Work to be completed –
Output the lines of the listing below as a JSON list of strings, one string per line with blank lines omitted, from the line containing "face in this photo." through the last line of the listing, both included.

Data lines –
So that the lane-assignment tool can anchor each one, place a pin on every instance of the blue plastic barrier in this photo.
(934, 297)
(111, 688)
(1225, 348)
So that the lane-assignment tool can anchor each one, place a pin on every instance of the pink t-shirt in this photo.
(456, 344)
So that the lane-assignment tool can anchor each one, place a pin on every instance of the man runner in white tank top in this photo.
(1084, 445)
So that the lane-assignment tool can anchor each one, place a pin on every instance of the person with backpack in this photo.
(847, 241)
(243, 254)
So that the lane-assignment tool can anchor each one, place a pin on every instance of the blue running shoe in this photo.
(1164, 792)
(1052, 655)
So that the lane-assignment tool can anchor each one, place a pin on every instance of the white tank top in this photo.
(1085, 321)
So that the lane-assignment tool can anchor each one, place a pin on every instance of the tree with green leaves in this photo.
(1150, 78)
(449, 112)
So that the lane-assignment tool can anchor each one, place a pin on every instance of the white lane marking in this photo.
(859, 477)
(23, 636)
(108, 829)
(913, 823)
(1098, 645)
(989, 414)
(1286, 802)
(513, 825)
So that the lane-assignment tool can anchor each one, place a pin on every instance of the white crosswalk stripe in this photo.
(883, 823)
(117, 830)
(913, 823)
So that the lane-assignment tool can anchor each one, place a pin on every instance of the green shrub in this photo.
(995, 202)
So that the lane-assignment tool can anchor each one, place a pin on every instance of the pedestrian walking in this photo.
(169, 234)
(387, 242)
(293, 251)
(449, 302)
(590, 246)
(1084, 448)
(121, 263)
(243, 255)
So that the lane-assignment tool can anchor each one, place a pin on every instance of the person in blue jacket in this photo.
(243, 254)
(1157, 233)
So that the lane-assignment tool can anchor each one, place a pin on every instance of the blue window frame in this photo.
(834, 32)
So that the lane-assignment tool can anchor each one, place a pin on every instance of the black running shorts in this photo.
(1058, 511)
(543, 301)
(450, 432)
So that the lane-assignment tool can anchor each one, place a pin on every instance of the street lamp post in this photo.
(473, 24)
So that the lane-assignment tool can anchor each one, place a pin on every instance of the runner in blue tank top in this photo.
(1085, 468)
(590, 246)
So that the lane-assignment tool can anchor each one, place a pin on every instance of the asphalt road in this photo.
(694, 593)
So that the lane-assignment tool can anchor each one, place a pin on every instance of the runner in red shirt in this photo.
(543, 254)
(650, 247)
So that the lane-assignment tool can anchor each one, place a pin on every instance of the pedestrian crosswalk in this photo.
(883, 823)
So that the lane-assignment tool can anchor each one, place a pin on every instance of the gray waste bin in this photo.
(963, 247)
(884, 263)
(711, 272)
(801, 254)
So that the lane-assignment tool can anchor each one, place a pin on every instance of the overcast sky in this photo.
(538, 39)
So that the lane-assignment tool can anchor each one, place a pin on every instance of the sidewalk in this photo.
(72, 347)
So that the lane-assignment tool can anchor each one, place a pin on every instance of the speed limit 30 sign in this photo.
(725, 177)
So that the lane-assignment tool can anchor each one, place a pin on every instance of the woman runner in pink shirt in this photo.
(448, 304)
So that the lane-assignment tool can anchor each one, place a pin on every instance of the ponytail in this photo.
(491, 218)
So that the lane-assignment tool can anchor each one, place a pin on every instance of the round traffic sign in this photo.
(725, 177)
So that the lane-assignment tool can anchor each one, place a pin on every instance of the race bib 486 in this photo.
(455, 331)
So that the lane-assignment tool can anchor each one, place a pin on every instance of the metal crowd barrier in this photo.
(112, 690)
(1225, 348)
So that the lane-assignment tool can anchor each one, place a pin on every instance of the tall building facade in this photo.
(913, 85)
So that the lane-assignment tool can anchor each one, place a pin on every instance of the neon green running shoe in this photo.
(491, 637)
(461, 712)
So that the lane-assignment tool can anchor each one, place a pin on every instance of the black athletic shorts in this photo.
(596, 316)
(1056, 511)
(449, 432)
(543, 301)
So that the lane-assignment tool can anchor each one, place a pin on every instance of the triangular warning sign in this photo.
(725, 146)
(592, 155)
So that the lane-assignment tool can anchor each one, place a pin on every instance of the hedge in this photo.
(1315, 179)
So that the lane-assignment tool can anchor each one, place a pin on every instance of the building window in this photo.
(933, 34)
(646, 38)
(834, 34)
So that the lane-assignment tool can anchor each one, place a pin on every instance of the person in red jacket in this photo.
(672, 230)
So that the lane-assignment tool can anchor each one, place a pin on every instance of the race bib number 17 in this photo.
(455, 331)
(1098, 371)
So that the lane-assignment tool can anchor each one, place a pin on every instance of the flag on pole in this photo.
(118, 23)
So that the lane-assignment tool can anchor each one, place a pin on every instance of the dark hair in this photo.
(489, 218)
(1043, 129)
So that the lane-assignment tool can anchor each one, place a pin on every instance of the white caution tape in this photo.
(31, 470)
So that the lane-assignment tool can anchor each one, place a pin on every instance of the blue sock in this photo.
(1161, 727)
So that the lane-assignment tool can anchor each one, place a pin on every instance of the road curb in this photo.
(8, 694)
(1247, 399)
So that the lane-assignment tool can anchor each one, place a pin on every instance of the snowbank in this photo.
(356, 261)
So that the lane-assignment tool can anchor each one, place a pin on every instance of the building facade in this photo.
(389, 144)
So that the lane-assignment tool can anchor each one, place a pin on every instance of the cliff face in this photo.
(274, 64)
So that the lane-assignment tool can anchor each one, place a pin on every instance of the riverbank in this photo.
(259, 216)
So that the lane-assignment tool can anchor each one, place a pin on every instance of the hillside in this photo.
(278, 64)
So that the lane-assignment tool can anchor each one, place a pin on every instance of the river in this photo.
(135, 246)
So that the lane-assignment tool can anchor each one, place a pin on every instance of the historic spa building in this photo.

Response to this exercise –
[
  "So that the lane-assignment tool can anchor each one, place a pin on every instance of the cliff face in this photo.",
  "(274, 64)",
  "So that the lane-assignment tool can anchor each one, place a pin on every instance of the riverbank in this photo.",
  "(259, 216)",
  "So that the lane-assignment tool can anchor each one, place a pin on every instance of the hillside in this photo.",
  "(278, 64)",
  "So that the lane-assignment tool can anchor each one, place a pin on every instance of the river in this photo.",
  "(135, 246)",
  "So that the lane-assignment tool can anchor each one, place a pin on every instance of the historic spa building in this photo."
]